Many would find this hard to believe, but I first came aware of the 1959 comedy, “OPERATION PETTICOAT”, when its television spinoff aired during the late 1970s. Mind you, the television series was no where as good as the 1959 movie, it was enough to attract my attention.

Over a decade had past before I first saw the movie. And I became an even bigger fan of the film than the TV series. Directed by Blake Edwards, “OPERATION PETTICOAT” is basically a flashback tale in which U.S. Navy Admiral Matthew Sherman visits the U.S.S. Sea Tiger, an old and obsolete submarine scheduled to be sent to the scrapyard. Because Sherman was the Sea Tiger’s first commanding officer, he begins reading his old log book, which recounted the submarine’s time during its first difficult month following the Japanese Navy’s attack at Pearl Harbor in December 1941.

On December 10, 1941, the Sea Tiger is sunk by a Japanese air raid, while it is docked at the Cavite Navy Yard in the Philippines. Sherman, then a Lieutenant-Commander, and his crew begin repairs, hoping to sail the Sea Tiger to Darwin, Australia. The submarine squadron’s commodore believes there is no chance of saving the Sea Tiger and begins to transfer some of Sherman’s crew to other boats. Sherman convinces the commodore otherwise and the latter begins to replace Sherman’s crew, beginning with an admiral aide with no submarine experience named Lieutenant (junior grade) Nick Holden. Unfortunately for Sherman, Holden had become a naval officer to escape poverty and find a wealthy spouse. Fortunately for the submarine commander, Holden proves to be a very effective supply officer, due to his skills as a scavenger and con artist. Thanks to Holden, the Sea Tiger acquires enough parts for repair and their departure from the Philippines. Once restored to seaworthy condition – barely – with only two of her four diesels operational, the Sea Tiger reaches Marinduque, where Sherman reluctantly agrees to evacuate five stranded Army nurses. Between dealing with Holden’s reluctance to reveal officer material, a partially operating submarine and five nurses with no where to go and causing mayhem on board, Sherman’s first month at war proves to be very difficult.

When I first saw “OPERATION PETTICOAT”, I wondered if I would like it as much as I did the television series. Needless to say . . . I did. I enjoyed this movie very much. It had a lot going for it. One, it had Blake Edwards as director. Before he directed“OPERATION PETTICOAT”, Edwards had worked as an actor, screenwriter and the occasional producer/director or writer of a series of television shows. The 1959 World War II comedy proved to be his first feature movie as a director . . . and he scored big. The movie featured every aspect of first-rate Blake Edwards comedy – the director’s unique humor; a cast of some very interesting and offbeat characters; and most importantly a well-written story.
◇ ◇ ◇ ◇
TASK STATEMENT
Reproduce word for word the passage of the film review above, starting with "Over a decade" and going on through "in December 1941.".
◇ ◇ ◇ ◇
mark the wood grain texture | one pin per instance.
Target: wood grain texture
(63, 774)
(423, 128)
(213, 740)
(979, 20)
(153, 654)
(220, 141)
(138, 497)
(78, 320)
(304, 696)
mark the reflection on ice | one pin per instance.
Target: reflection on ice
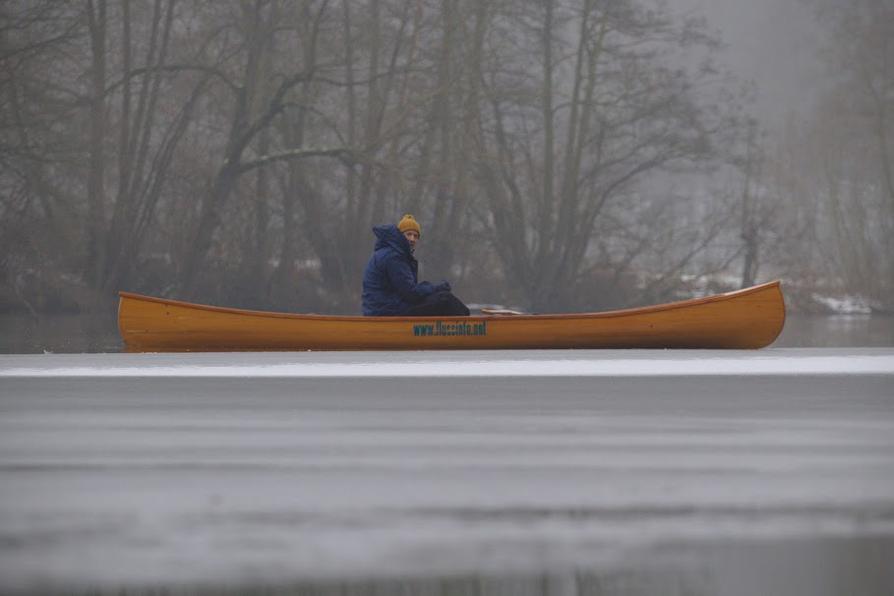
◇ ◇ ◇ ◇
RESULT
Over a decade had past before I first saw the movie. And I became an even bigger fan of the film than the TV series. Directed by Blake Edwards, “OPERATION PETTICOAT” is basically a flashback tale in which U.S. Navy Admiral Matthew Sherman visits the U.S.S. Sea Tiger, an old and obsolete submarine scheduled to be sent to the scrapyard. Because Sherman was the Sea Tiger’s first commanding officer, he begins reading his old log book, which recounted the submarine’s time during its first difficult month following the Japanese Navy’s attack at Pearl Harbor in December 1941.